_Provided records_:

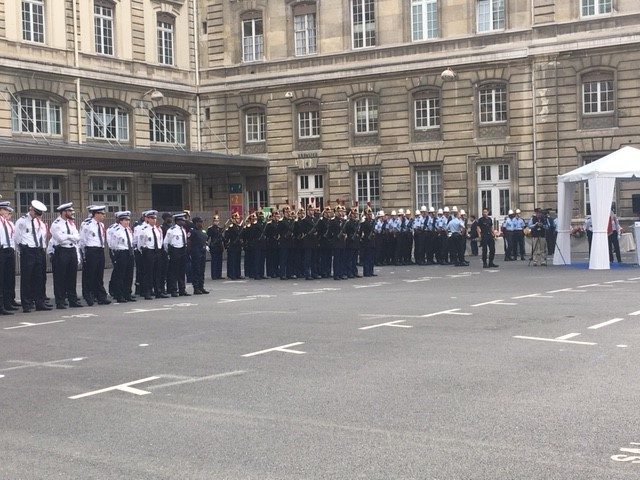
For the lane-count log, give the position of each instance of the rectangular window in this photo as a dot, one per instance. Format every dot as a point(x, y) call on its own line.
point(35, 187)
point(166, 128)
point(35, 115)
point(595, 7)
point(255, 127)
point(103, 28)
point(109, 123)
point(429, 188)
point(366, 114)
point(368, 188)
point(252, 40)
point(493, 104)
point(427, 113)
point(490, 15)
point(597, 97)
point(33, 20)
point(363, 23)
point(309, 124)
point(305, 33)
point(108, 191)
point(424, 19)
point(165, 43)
* * *
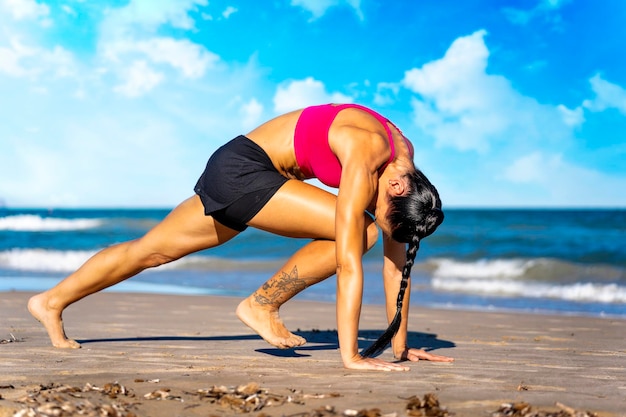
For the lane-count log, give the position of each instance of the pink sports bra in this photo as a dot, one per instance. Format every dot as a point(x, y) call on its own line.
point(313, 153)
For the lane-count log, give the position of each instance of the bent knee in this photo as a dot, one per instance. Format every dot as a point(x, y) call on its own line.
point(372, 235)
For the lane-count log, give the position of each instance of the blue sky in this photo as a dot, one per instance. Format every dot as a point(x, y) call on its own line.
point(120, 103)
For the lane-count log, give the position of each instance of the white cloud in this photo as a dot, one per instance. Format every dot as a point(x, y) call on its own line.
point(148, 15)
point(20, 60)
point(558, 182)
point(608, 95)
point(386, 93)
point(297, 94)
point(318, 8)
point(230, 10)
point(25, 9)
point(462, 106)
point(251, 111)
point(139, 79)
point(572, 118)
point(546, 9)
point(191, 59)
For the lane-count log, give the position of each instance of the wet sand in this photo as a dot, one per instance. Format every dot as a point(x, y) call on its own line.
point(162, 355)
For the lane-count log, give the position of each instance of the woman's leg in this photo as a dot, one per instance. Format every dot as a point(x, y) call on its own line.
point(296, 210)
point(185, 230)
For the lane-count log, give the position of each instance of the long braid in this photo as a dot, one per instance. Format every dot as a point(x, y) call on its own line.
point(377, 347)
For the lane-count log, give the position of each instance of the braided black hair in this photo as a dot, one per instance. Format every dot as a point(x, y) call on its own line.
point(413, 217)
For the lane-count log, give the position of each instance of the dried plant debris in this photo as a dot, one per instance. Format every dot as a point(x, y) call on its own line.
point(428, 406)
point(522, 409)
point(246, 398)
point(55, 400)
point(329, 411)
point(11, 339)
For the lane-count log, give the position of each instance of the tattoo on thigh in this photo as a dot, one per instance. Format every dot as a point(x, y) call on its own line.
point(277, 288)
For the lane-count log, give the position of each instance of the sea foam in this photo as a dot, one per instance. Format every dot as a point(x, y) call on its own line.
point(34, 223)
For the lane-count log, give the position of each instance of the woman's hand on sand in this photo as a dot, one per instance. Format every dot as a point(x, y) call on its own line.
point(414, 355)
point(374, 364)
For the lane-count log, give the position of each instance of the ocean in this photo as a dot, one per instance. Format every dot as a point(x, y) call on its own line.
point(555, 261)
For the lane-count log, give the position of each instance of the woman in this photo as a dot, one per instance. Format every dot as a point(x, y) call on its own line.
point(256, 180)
--
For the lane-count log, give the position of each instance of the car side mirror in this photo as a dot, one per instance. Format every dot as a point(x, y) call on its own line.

_The request_: Output the stretch of the listing from the line containing "the woman in" through the line containing "point(256, 180)", both included, as a JSON array of strings with one string per line and blank lines omitted.

_Output for this exercise_:
[
  "For the lane-count log, give the position of each instance of the woman in this photo as a dot, one per instance. Format every dot as a point(x, y) call on its own line.",
  "point(256, 180)"
]